→ Description of the task
Beginning with the line containing "Expected: for each instance of the arched" and ending with the last line of the entries below, copy each line exactly and nothing else.

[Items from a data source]
-- Opening Marker --

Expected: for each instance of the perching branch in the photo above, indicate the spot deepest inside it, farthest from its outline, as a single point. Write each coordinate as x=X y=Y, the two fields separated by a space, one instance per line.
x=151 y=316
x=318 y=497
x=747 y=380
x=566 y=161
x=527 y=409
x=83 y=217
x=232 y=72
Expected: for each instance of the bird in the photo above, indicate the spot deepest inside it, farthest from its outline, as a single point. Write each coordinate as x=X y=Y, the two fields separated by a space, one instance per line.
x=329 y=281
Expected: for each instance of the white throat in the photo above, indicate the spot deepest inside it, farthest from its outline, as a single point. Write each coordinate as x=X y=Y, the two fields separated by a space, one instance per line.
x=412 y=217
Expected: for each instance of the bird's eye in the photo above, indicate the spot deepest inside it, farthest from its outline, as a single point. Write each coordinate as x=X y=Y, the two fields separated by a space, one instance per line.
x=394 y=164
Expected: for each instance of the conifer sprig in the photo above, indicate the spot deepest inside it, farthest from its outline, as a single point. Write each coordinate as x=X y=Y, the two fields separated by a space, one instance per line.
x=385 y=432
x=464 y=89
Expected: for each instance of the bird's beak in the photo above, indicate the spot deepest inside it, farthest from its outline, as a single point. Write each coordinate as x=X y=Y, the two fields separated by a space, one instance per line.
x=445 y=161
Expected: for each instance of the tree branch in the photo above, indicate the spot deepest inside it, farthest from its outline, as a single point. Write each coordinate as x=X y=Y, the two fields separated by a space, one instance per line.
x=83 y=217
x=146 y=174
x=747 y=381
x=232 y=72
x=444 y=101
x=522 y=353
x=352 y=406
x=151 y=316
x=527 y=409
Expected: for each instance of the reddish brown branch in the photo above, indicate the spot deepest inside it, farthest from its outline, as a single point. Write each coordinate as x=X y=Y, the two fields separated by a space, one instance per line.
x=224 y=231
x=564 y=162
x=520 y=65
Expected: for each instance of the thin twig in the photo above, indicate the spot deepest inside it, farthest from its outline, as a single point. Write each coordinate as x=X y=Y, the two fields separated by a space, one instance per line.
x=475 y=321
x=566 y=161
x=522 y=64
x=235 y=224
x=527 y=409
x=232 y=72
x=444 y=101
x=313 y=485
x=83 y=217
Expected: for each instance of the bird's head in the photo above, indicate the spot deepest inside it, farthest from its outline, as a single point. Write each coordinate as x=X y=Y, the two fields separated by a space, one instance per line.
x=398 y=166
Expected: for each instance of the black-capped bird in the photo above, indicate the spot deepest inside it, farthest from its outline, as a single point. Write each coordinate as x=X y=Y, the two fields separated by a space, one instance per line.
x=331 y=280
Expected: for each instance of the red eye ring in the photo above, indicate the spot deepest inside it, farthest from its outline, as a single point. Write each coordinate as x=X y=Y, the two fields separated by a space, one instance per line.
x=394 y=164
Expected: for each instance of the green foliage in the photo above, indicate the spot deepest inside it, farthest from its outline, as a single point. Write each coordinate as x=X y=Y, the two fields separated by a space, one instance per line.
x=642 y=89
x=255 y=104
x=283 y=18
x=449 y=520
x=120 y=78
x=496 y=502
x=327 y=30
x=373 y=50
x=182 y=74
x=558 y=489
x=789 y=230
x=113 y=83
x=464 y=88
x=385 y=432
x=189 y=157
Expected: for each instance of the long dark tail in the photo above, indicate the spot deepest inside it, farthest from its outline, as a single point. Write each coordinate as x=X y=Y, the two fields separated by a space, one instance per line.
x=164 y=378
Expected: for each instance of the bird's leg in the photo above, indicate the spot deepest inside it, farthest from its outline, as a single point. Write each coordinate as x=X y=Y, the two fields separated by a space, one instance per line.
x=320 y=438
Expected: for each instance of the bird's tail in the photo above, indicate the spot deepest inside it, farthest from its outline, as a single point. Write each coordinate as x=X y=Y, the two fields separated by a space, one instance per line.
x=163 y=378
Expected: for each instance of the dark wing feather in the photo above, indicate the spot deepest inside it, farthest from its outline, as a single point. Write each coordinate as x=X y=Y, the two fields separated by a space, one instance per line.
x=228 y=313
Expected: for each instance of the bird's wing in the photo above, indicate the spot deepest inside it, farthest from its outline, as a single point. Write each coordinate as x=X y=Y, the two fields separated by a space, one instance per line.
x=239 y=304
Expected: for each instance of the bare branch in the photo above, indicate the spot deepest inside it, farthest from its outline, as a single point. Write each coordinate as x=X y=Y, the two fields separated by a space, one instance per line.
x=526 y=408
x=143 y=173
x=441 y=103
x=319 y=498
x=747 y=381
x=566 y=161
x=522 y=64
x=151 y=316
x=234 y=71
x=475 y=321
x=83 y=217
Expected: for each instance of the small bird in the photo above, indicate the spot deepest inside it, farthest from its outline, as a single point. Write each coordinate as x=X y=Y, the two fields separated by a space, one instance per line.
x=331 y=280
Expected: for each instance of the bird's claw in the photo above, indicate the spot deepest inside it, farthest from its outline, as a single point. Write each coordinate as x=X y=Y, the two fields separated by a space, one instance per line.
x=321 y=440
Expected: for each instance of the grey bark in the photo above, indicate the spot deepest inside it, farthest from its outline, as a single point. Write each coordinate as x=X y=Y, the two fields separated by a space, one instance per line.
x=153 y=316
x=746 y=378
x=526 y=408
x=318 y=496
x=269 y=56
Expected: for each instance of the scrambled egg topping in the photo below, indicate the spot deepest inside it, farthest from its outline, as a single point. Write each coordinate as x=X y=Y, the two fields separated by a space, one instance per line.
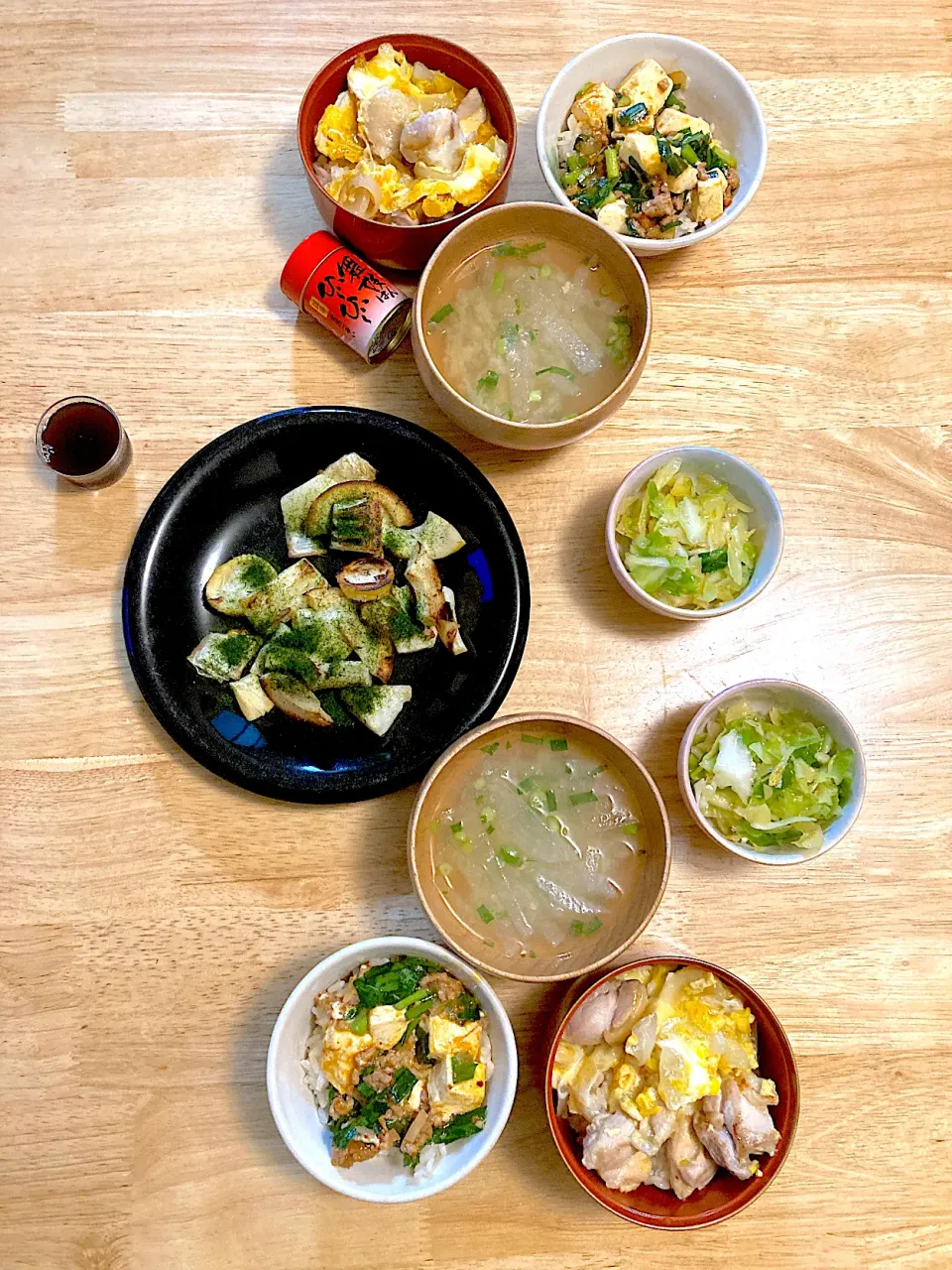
x=461 y=158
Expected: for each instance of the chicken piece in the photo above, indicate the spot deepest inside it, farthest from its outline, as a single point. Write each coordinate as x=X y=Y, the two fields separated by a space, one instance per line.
x=434 y=140
x=593 y=1016
x=644 y=151
x=608 y=1150
x=716 y=1139
x=648 y=81
x=592 y=109
x=384 y=117
x=689 y=1166
x=748 y=1120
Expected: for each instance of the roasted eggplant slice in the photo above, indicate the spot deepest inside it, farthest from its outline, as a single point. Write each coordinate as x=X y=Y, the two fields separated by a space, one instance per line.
x=223 y=656
x=296 y=502
x=448 y=627
x=317 y=520
x=276 y=602
x=397 y=616
x=253 y=701
x=435 y=535
x=377 y=707
x=295 y=699
x=235 y=581
x=366 y=579
x=422 y=575
x=356 y=525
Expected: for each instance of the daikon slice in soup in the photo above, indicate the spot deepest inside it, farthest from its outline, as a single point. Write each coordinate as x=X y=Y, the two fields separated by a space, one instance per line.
x=532 y=331
x=536 y=844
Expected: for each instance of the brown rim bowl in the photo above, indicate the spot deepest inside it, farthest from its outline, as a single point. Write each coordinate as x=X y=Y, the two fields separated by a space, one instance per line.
x=725 y=1196
x=538 y=220
x=402 y=246
x=590 y=952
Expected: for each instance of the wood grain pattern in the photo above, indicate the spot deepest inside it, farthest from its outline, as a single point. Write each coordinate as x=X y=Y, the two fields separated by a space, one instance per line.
x=153 y=919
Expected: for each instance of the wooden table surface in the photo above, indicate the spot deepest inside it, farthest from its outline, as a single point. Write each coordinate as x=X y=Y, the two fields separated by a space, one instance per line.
x=153 y=919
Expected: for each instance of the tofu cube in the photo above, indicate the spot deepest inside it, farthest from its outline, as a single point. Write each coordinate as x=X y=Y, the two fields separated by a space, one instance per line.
x=448 y=1038
x=682 y=183
x=644 y=151
x=388 y=1025
x=671 y=121
x=612 y=214
x=592 y=109
x=648 y=82
x=707 y=197
x=448 y=1098
x=344 y=1055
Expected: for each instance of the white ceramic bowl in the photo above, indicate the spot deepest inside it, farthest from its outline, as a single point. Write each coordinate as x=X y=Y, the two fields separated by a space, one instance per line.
x=715 y=90
x=382 y=1180
x=763 y=694
x=751 y=488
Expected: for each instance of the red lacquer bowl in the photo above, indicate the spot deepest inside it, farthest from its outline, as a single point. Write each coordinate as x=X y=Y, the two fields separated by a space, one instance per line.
x=402 y=246
x=725 y=1196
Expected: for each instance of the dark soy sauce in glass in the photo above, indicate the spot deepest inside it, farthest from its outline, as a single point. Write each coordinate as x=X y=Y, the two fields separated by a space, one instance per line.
x=82 y=440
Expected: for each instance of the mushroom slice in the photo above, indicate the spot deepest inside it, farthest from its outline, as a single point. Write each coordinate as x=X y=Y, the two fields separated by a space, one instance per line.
x=317 y=520
x=366 y=579
x=356 y=525
x=223 y=656
x=276 y=602
x=236 y=580
x=448 y=627
x=295 y=699
x=435 y=535
x=379 y=706
x=422 y=575
x=253 y=701
x=343 y=675
x=296 y=502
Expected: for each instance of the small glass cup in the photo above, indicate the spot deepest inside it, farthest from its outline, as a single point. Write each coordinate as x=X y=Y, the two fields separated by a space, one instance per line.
x=81 y=440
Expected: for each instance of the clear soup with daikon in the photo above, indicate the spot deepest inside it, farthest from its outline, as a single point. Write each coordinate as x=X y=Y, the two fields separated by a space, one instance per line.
x=536 y=843
x=532 y=331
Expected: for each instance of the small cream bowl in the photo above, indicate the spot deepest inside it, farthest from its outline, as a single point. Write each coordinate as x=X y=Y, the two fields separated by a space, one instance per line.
x=746 y=483
x=788 y=695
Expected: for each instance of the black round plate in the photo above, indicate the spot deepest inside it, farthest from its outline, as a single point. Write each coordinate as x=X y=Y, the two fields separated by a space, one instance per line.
x=225 y=500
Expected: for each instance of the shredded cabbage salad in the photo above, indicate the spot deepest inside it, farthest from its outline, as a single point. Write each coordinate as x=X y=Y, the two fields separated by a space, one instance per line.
x=771 y=781
x=685 y=540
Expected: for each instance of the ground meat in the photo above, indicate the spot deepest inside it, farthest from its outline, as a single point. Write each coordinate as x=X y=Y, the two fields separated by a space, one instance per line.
x=379 y=1079
x=658 y=207
x=445 y=985
x=419 y=1133
x=354 y=1153
x=341 y=1105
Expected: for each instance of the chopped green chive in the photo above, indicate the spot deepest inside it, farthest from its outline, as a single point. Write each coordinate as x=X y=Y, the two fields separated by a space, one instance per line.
x=509 y=856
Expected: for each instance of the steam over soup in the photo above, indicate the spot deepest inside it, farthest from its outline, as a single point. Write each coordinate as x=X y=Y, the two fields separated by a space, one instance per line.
x=532 y=331
x=536 y=844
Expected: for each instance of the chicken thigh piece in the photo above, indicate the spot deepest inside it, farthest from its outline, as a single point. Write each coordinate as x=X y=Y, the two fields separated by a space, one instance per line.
x=689 y=1166
x=716 y=1139
x=608 y=1150
x=384 y=117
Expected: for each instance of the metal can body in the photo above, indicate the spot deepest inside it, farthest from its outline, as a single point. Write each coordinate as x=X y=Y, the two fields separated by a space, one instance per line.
x=334 y=286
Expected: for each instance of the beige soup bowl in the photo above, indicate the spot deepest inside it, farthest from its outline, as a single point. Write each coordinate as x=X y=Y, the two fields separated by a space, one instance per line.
x=631 y=917
x=538 y=220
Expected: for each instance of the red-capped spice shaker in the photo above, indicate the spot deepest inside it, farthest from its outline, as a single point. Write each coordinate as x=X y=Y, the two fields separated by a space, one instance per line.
x=329 y=282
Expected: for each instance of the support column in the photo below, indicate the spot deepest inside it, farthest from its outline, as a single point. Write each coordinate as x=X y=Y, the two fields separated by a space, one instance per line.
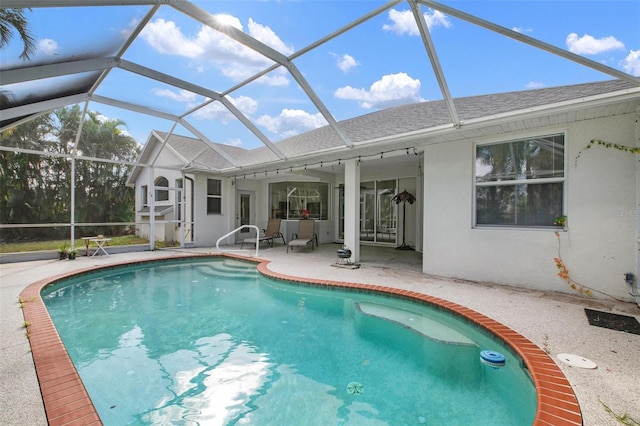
x=352 y=208
x=151 y=198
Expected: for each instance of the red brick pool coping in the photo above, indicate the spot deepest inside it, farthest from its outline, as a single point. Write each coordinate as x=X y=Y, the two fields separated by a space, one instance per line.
x=67 y=402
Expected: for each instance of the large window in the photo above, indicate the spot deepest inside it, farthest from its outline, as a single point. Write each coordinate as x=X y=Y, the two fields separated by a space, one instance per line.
x=144 y=196
x=214 y=196
x=296 y=200
x=520 y=183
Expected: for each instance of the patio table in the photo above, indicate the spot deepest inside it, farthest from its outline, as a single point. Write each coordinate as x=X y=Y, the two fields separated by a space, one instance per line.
x=86 y=244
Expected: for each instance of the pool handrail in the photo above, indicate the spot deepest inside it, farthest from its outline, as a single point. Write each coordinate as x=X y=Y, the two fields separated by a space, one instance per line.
x=233 y=232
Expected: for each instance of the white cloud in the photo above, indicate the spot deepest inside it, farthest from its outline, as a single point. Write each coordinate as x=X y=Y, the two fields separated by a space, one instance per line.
x=233 y=142
x=48 y=46
x=183 y=96
x=291 y=122
x=390 y=90
x=535 y=85
x=232 y=59
x=346 y=62
x=589 y=45
x=631 y=64
x=218 y=112
x=166 y=38
x=403 y=22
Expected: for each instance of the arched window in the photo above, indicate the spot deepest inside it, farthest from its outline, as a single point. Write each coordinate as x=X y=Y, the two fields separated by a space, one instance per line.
x=162 y=194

-- Closing Marker --

→ Reply to the task
Expected: for each instance of the arched window in the photo above, indicate the spot deepest inside it, farthest from its outline, as a single point. Write each coordinate as x=X y=Y, the two fields separated by a space, one instance per line.
x=162 y=194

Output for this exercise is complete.